### Short task
Render the lines below, from the one containing "Practice step: find the bird's outstretched" through the last line, inclusive, as a Markdown table with the columns Row and Line. Leave out blank lines and the pictures.

### Task input
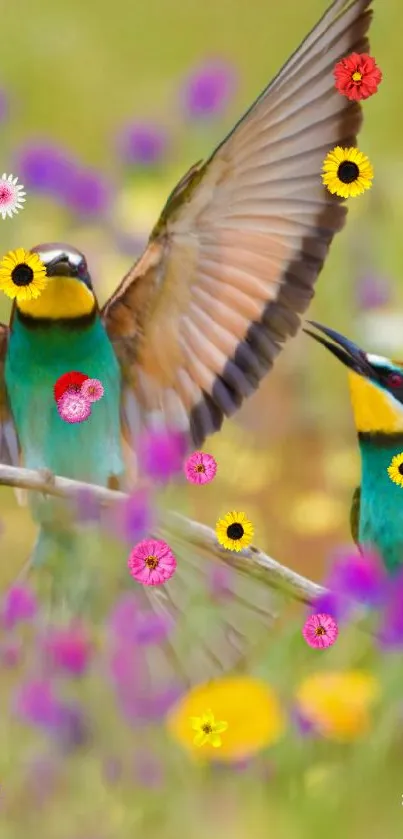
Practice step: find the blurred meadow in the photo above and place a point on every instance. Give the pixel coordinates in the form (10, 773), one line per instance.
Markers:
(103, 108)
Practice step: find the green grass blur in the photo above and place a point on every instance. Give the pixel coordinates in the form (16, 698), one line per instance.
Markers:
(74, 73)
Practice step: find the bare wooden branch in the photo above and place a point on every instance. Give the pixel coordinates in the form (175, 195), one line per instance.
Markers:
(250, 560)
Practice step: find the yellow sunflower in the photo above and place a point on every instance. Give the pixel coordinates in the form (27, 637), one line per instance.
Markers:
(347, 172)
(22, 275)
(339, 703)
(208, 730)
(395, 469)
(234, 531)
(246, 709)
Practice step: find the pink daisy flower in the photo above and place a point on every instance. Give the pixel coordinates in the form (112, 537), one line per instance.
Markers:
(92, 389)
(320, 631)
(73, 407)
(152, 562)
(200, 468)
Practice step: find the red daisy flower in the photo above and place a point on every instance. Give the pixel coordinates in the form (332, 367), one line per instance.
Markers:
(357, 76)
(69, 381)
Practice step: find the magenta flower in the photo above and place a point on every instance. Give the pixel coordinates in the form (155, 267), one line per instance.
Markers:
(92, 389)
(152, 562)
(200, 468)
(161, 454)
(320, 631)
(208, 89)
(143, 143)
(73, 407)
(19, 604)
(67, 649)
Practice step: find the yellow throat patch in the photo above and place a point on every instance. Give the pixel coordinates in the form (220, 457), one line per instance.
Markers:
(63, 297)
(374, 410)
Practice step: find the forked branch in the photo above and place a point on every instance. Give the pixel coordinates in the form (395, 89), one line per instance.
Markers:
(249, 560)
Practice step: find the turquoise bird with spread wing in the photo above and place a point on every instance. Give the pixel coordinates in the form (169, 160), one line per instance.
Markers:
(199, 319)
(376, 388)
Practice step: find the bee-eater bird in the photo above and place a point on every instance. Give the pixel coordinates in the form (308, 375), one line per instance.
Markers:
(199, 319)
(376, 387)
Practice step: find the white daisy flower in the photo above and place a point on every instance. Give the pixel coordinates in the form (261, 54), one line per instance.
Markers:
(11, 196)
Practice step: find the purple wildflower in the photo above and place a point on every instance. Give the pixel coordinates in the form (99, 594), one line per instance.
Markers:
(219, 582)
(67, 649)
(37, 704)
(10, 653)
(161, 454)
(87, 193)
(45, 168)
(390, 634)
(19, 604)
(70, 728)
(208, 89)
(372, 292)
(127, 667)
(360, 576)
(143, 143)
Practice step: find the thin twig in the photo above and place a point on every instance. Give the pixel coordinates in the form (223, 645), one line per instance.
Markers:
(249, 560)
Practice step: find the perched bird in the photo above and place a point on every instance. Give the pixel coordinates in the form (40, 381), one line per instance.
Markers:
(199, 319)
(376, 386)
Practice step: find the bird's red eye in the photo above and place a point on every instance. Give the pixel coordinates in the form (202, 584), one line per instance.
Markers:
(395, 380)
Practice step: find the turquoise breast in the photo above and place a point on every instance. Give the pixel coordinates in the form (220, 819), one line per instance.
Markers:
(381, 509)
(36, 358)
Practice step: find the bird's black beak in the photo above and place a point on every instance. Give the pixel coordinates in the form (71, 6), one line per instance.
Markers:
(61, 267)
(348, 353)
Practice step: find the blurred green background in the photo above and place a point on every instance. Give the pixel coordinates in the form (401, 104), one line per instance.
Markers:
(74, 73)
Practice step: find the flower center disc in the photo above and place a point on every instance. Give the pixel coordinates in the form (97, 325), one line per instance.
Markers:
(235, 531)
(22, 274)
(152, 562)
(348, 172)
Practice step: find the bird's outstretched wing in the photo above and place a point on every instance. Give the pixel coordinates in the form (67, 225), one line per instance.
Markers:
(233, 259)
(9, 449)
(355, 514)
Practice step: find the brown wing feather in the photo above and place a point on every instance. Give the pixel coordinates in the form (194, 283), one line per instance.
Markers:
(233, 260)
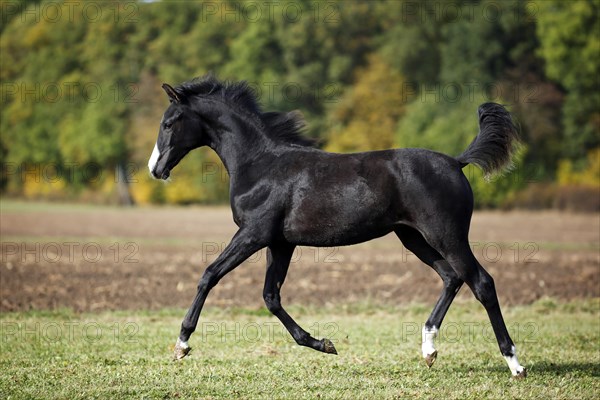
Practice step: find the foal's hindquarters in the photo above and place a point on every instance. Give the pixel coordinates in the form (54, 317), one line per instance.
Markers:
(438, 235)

### Solution
| Row | Line |
|---|---|
| 1 | Practice step: find the bird's outstretched wing in the photo above and place a point on every instance. Give the pixel coordinates in the form (67, 225), one line per instance. |
| 2 | Markers: |
| 3 | (233, 259) |
| 4 | (9, 449) |
| 5 | (355, 514) |
| 6 | Practice step: find the brown wing feather in the photo above and place a point on every instance. Give the pixel coordinates in the form (194, 283), one line per instance. |
| 7 | Markers: |
| 8 | (233, 260) |
| 9 | Practice step: find the foal's hindquarters in the photo above and place a point on every instance. Give the pixel coordinates in the form (54, 317), one line per instance. |
| 10 | Markers: |
| 11 | (438, 235) |